_Requirement_
Using the records below, transcribe word for word the stretch from the line that contains "Target: black bow tie" through the line that contains "Target: mountain peak", both end lines included, and nothing else.

Records from a data source
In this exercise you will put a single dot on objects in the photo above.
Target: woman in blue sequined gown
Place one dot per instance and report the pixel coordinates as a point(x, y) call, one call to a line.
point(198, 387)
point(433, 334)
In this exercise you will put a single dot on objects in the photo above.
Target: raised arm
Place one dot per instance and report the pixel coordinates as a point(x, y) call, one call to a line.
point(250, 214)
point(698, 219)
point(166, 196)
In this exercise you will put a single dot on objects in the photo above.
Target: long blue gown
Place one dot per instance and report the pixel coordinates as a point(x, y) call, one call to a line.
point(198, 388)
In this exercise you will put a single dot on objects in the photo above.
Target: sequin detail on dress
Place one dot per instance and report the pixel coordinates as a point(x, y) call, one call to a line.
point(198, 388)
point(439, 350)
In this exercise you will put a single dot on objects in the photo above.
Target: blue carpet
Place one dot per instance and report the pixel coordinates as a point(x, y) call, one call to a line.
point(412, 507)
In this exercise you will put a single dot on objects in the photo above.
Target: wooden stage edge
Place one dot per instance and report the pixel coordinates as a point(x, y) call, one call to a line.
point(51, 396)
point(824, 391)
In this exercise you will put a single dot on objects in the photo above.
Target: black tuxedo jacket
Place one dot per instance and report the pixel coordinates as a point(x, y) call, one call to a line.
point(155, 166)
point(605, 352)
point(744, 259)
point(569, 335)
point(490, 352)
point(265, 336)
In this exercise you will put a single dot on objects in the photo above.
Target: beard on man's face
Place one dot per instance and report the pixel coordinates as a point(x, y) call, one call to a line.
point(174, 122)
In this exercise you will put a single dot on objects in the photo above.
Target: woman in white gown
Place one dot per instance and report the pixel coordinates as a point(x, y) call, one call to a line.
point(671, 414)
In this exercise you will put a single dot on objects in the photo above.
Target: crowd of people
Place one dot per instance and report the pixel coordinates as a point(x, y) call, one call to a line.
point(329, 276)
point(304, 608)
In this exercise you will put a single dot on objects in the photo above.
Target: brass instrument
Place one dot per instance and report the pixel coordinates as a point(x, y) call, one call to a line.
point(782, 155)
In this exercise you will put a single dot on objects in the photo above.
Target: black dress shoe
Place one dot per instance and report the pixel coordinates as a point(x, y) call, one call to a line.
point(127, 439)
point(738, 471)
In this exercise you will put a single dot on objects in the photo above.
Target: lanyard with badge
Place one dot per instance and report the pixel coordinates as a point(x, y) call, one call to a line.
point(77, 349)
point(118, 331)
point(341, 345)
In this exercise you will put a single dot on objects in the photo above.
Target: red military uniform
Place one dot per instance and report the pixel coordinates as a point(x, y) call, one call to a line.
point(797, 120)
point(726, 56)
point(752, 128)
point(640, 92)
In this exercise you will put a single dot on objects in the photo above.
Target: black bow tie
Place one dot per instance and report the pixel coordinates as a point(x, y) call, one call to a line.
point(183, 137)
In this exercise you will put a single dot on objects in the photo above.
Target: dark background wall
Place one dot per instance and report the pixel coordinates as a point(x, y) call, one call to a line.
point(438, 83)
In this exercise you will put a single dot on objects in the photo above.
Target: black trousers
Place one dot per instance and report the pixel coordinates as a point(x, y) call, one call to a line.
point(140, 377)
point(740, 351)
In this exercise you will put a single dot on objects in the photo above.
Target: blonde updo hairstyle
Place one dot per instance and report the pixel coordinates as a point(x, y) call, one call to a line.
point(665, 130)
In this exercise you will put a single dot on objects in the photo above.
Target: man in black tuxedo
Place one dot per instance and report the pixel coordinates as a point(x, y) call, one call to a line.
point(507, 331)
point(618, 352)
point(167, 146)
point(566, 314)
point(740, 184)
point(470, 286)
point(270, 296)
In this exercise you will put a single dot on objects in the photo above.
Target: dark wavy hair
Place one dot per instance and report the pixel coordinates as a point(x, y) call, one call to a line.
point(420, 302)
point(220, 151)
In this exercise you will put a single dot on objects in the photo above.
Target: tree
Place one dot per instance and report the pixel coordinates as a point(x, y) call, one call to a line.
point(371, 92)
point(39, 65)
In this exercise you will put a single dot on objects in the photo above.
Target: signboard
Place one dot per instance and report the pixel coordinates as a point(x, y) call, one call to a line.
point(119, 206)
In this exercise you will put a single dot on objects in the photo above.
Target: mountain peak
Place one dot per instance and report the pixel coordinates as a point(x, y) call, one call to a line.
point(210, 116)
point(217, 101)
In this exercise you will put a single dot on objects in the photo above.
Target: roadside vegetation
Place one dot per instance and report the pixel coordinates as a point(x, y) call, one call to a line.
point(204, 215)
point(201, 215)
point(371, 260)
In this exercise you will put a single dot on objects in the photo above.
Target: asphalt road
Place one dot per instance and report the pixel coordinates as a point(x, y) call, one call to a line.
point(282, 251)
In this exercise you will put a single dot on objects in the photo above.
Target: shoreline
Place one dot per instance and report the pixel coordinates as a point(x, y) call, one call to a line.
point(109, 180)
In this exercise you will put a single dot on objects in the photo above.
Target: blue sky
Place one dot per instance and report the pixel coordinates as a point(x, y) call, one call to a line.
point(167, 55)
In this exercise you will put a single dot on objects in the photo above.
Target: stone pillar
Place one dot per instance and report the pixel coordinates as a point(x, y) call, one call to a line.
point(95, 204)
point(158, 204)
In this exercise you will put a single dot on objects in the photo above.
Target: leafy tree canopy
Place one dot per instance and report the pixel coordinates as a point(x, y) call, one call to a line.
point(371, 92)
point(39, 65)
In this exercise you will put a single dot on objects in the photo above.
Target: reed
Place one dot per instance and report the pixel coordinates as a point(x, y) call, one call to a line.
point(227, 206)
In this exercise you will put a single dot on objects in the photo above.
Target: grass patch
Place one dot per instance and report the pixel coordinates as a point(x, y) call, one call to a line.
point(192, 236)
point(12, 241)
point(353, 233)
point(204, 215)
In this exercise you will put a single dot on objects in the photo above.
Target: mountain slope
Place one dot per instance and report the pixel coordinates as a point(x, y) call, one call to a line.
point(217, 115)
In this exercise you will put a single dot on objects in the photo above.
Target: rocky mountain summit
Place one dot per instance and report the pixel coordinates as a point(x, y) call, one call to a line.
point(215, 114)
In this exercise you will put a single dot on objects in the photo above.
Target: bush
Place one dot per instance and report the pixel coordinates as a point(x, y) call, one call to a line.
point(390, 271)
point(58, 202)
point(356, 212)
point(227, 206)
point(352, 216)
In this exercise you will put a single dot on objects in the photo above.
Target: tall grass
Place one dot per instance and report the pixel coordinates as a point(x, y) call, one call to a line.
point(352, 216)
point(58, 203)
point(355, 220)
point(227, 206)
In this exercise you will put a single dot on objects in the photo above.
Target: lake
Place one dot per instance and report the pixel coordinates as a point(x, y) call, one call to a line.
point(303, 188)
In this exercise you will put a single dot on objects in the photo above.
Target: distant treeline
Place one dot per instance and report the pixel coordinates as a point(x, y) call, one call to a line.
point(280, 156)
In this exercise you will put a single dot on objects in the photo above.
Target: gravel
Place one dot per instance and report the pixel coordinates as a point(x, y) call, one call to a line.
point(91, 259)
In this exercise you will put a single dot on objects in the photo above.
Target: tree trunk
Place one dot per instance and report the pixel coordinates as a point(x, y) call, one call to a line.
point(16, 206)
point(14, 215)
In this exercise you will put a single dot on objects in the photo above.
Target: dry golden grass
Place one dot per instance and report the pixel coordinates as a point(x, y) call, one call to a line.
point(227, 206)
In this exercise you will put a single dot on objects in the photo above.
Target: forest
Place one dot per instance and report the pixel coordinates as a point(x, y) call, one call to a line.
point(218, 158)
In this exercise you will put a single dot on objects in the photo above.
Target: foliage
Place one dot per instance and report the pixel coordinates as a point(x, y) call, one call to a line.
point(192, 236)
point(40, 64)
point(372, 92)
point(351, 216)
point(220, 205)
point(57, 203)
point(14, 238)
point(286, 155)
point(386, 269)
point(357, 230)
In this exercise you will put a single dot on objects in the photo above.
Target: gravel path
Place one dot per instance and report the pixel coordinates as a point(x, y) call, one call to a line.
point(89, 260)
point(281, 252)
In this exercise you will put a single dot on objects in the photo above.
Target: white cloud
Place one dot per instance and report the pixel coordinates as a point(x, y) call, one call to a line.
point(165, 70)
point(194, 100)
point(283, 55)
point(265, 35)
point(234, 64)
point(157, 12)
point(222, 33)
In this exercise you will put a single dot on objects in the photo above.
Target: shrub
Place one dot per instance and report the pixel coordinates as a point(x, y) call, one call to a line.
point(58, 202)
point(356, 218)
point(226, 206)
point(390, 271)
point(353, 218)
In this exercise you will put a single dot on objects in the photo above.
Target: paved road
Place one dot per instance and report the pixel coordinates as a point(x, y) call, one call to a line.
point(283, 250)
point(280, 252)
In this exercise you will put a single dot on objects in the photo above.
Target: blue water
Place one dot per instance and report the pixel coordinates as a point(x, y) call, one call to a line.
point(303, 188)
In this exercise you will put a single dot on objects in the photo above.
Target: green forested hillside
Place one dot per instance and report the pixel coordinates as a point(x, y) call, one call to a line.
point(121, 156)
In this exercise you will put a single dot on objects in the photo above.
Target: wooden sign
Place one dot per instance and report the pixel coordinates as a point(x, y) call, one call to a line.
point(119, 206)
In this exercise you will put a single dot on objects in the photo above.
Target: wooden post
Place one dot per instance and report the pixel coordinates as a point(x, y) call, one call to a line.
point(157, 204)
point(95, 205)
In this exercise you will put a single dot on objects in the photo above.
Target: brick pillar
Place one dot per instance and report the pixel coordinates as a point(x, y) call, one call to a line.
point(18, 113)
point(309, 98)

_Answer_
Target: black bow tie
Place one dot per instance and report the pixel coordinates as a point(x, y) call, one call to a line.
point(183, 137)
In this exercise you will put a single dot on objects in the photo above.
Target: dark background wall
Place one dot per instance and report the pixel coordinates as a point(x, y) call, one call to a line.
point(438, 83)
In this exercise you will put a single dot on objects in the photo above.
Target: black trousers
Place one dot per instance and report the pixel coordinates as a point(x, y) call, one call to a line.
point(140, 377)
point(740, 351)
In this exercise you will put a single dot on objects in the photo above.
Target: blonde updo hairstyle
Place one dot per instance and report the pixel coordinates as a point(x, y) call, one call to a line.
point(665, 130)
In this exercise you will put a single dot on objects in the photo above.
Target: man in black tuxedo
Place one dot per instance and report the pixel coordinates as a point(x, y) call, one call to a line.
point(507, 331)
point(618, 352)
point(167, 146)
point(566, 314)
point(740, 184)
point(470, 286)
point(270, 296)
In this exercise you will put a single dot on objects in the photo above.
Target: dark wavy hair
Place one dot per instance and report the pixel coordinates as a point(x, y) call, one call to a line.
point(420, 302)
point(220, 151)
In this exercise you will put a single dot on objects in the photo above.
Target: tree
Place one dot per instance and report the pixel coordinates as a point(x, y) call, one call to a line.
point(371, 92)
point(39, 65)
In this exercise you will put a single dot on objects in the photo above.
Target: signboard
Place one dot per instance and report the pixel coordinates as a point(x, y) call, one call to a line.
point(119, 206)
In this exercise you will put a single dot on objects in the photo above.
Target: mountain peak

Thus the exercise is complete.